WHAT YOU SHOULD DO
The reply to the records below should contain exactly the lines from the line with "TARGET = dark water" through the line with "TARGET = mountain reflection in water", and nothing besides.

GIVEN INFORMATION
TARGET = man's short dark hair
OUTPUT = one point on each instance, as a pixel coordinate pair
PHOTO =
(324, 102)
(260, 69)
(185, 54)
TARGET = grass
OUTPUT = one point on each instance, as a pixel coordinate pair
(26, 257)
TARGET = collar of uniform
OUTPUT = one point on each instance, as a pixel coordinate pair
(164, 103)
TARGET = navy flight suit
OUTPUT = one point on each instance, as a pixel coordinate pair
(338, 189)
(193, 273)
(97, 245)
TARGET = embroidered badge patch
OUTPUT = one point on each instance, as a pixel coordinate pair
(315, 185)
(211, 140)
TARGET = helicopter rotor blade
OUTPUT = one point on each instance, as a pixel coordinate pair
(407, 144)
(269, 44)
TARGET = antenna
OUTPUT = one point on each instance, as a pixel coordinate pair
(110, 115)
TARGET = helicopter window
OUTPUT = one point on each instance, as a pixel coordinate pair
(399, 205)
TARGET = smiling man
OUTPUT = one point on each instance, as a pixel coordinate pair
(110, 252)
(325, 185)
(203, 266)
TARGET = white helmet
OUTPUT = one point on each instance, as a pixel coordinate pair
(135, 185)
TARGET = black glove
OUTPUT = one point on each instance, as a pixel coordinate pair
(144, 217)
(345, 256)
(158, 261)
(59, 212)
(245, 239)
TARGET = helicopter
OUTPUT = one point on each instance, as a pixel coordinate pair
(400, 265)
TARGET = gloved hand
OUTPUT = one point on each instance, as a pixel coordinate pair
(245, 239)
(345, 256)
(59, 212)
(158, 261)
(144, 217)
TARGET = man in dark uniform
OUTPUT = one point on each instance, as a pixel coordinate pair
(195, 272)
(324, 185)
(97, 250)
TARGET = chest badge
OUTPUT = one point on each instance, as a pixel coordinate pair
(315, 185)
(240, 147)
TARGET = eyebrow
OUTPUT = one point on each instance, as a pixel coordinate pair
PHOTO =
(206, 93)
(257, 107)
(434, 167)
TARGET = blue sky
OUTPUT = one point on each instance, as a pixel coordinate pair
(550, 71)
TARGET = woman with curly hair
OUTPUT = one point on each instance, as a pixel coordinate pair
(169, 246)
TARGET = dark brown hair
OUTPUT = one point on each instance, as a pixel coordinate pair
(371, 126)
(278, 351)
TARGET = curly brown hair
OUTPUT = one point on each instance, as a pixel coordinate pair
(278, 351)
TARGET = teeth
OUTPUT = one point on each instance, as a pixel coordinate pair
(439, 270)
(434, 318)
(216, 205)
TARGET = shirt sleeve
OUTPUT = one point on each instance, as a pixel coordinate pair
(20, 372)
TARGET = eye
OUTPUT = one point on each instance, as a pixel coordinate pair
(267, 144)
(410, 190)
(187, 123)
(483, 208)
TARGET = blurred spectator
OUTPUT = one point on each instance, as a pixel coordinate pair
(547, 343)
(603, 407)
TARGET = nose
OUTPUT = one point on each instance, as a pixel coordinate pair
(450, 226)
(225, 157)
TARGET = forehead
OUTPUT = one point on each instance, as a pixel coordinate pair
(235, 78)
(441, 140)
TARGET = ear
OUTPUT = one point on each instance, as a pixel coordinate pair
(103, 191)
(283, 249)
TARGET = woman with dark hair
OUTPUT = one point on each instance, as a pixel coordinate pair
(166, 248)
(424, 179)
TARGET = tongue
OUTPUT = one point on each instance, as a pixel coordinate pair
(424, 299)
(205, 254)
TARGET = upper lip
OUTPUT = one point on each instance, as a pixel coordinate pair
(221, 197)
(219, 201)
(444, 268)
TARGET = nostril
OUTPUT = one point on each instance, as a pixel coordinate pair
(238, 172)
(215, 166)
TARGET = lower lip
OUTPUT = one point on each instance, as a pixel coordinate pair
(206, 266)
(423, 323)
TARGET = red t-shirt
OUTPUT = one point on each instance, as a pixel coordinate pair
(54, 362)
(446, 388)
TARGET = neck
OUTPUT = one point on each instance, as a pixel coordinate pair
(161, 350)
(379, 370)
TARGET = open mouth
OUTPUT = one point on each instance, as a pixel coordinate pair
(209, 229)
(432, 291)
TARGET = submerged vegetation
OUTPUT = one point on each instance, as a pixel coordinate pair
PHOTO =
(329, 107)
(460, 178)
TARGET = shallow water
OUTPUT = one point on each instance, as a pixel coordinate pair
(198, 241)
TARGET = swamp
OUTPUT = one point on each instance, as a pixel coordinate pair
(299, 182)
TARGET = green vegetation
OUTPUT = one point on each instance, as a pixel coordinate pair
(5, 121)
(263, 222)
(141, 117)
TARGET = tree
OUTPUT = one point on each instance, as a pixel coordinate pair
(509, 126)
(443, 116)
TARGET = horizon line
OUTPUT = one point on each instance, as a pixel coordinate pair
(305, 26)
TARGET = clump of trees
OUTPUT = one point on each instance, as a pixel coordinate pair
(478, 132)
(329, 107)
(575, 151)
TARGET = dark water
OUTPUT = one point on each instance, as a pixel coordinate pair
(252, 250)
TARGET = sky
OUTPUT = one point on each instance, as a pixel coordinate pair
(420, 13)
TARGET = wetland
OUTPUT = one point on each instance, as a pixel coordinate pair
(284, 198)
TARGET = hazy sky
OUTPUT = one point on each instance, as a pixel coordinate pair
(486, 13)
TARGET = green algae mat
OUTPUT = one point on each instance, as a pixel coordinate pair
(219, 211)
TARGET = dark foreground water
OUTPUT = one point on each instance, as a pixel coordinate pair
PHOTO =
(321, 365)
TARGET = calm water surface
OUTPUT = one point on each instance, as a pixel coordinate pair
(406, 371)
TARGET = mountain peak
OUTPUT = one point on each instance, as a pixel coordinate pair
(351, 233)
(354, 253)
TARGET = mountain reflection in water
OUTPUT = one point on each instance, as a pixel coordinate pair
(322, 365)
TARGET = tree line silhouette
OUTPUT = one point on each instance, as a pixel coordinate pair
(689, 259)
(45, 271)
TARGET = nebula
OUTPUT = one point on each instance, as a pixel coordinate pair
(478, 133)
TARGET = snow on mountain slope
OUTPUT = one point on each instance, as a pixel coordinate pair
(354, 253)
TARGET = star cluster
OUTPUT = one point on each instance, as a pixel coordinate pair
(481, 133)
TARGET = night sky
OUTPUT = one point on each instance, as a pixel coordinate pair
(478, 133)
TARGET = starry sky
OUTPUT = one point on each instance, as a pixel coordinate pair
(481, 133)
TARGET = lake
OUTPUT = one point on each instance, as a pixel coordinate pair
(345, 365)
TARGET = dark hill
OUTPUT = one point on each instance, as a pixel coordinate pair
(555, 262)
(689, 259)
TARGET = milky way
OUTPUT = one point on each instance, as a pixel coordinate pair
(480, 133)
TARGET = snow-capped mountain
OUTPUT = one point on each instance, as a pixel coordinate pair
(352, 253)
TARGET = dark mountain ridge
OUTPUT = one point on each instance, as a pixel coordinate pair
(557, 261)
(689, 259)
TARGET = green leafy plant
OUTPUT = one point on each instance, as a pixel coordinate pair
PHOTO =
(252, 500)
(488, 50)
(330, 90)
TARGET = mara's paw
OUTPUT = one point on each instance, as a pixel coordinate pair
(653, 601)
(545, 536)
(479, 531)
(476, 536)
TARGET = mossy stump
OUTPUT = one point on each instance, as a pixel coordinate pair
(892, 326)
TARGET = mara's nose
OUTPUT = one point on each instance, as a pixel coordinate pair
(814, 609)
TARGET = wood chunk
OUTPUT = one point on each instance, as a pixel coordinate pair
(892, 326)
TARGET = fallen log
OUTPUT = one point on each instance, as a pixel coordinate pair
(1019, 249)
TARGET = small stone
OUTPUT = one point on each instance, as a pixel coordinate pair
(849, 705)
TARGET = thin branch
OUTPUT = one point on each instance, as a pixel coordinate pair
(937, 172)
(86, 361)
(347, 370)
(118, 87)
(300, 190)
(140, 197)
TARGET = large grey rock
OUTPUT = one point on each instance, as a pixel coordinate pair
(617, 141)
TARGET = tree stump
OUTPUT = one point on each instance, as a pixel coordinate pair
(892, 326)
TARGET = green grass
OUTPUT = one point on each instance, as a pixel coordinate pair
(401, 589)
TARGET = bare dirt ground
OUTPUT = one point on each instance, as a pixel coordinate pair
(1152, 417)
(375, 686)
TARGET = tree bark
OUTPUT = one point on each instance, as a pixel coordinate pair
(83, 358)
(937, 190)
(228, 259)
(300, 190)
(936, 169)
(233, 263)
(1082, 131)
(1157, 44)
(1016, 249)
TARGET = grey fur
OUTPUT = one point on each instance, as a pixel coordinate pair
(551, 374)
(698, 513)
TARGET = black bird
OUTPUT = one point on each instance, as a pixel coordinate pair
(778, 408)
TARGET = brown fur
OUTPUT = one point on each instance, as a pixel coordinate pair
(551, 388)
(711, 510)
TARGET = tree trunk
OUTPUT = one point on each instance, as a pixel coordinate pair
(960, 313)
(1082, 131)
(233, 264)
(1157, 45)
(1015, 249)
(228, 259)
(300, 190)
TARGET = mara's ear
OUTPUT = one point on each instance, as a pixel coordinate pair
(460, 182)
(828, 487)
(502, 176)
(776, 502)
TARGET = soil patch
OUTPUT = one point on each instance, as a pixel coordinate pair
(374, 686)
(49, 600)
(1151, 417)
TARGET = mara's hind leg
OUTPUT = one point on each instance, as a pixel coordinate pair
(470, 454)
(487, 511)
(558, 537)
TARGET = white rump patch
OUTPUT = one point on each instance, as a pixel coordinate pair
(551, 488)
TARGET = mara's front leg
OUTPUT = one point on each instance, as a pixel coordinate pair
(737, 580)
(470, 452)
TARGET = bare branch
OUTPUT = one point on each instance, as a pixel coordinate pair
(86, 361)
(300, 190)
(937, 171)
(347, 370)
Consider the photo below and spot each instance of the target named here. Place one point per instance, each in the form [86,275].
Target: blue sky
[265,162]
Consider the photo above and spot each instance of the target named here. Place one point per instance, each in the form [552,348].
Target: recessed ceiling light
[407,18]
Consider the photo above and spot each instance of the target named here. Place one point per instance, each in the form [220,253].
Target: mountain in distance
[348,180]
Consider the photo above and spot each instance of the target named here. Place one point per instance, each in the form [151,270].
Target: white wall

EXERCISE RESPONSE
TARGET = dark water
OUTPUT = one point on each instance, as a pixel coordinate pair
(252, 250)
TARGET = sky
OUTPUT = one point on each instance, as a pixel coordinate pair
(420, 13)
TARGET = wetland
OUTPUT = one point on each instance, as a pixel coordinate pair
(284, 198)
TARGET = hazy sky
OUTPUT = one point on each instance, as a pixel coordinate pair
(486, 13)
TARGET = green algae mat
OUTPUT = one point on each instance, as a pixel coordinate pair
(219, 211)
TARGET = dark foreground water
OUTPUT = one point on each instance, as a pixel coordinate pair
PHOTO =
(321, 365)
TARGET = calm water surface
OUTPUT = one point on each instance, as a pixel coordinate pair
(406, 371)
TARGET = mountain peak
OUTPUT = one point on each instance, as a pixel coordinate pair
(351, 233)
(354, 253)
TARGET = mountain reflection in water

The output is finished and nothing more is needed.